• Request: Pick up the essay about climate feelings below and continue it from its last sentence.

• Reading text:
Last week a colleague talked about that strange feeling of being alive in the world, processing his surroundings as he first came to the climate crisis. “I was not mad, just melancholy. You’d be out in the world, walking around, and would just remember that there was this core problem with your life.” I was dazzled by his perfect language, but also quietly surprised. Because I realized I hadn’t actually felt that oppressively off-kilter feeling in quite some time, even as I know it so well.
It made me happy to realize that these initial feelings of cognitive disjunction can maybe just … go away. Not in the fingers-in-ears-la-la-la I’ve decided to block this all out way, but in an I’ve worked through this and now have the tools to process in a much more healthful way. Or maybe I’ve just been running and dancing and watching stupid TV with my kids more, which always helps the dissonance abate.
Regardless, it was a moment to take stock. And I wouldn’t be my very predictable self if I didn’t use every remotely significant moment as one in which to do some overwrought self-analysis. Plus, it’s almost New Year’s, so I can just glom this vaguely thematic stock-taking onto that, right?
I joked to a friend the other day that I no longer cry at everything. The years after childbirth were bathed in a sleepless, dewy layer of emotion, such that tissue commercials, sub-par sandwiches, and truly horrible things all seemed to make me cry in equal measure. There was a heightened tenor to it all, and the way my daughter said a new word (actuwally!) could make me bawl at the fleeting wistful beauty. I saw fragile gorgeousness everywhere, but there was also the knowledge that this was a hormonally-induced predilection for livelaughloviness that might go away. And did. Rather like my climate cognitive bifurcation.

• Data supplied:
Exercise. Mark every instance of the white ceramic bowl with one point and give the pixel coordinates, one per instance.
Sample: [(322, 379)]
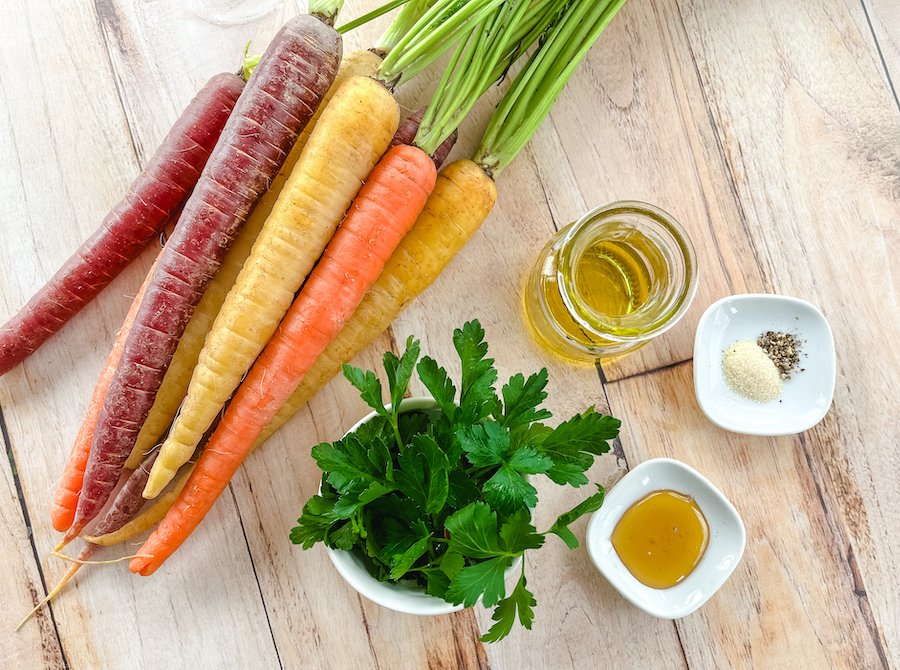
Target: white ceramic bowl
[(804, 398), (723, 552), (405, 596)]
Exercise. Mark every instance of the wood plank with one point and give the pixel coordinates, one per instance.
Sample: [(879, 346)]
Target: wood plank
[(884, 17), (810, 92), (112, 117)]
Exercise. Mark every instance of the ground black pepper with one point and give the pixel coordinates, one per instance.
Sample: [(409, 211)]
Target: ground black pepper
[(783, 349)]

• Response to this task:
Of course, I don’t want to romanticize those high-alert times. They were coupled with reckonings both mental and physical. But I wonder if the frequent physical jabbery (not a word, but it should be) of them is a way of being mindful unto itself. Just as mindfulness is full of techniques to remind you to check in throughout the day (breathe, smile, inhale the pain of a stranger as you walk by — that one’s weird), these emotional cues did ground me in what I cared about: my daughter and the planet. And walnut chocolate chip cookies.
If I reckon with what I take notice of now, it’s beauty and novelty. I will right angle a conversation with friends to point out a sky or an outfit or a funny sign, and then swiftly turn us back to the topic at hand. But it’s a less emotional back and forth between where I’m at in relation to the spaces around me. Which is fine, I think, but also something to, you know, take stock of. Because the cues that punctuate our day form a narrative about the day itself. And that narrative informs our picture of the world and the actions we take. And if we want those actions to be the most climate-y (again, not a word, but should be), how do we solve for that queuing up of the narrative that will motivate, but not overwhelm, what we do with our one beautiful precious life?
I think it’s different for all of us. Platitude much, Sarah? Sorry, I’m feeling sentimental. But the dance is to find the daily cues that motivate, be they real or engineered — I sometimes wear an oversized green ring so I can twist it as a meditative act throughout the day. I stretch my fingers the way my glass-eyed octogenarian Hungarian (say this a few times fast) violin teacher used to make me, a weirdly consistent ritual that always reminds me of who I am in the world (a lazy player with inelegant hands). But these physical acts are about grounding myself in my self — and what I am doing on climate every day (stuff!).
What is it that grounds you in you and tethers you to the world? What are the daily prompts that remind you of your purpose? I hope they bring you clarity and joy and remind you of your why, so you can find peace and take action.
This planet: How do you remind yourself of the things you care about?
Last planet: The winner heats it all
Congrats to our two heat pump winners, Melana and John (hi, I know you!!!), and Madeline (apparently you’re my neighbour in Little Italy!). I’m so excited for you, and the emissions reductions about to materialize in our world because of your efforts. In Judaism, it is said that if you successfully matchmake three couples you go to heaven. I am the worst matchmaker and I don’t much believe in heaven, but I enjoy a good to-do list, so my goal is to matchmake all the heat pumps. This is my way of making your win all about me. JK, I look forward to interviewing you both a few months hence about #heatpumplyfe.
Thanks for having me on your delightful podcast, Hidden Gems, Tom and Sharon.
Five charts that explain global energy. Bloomberg.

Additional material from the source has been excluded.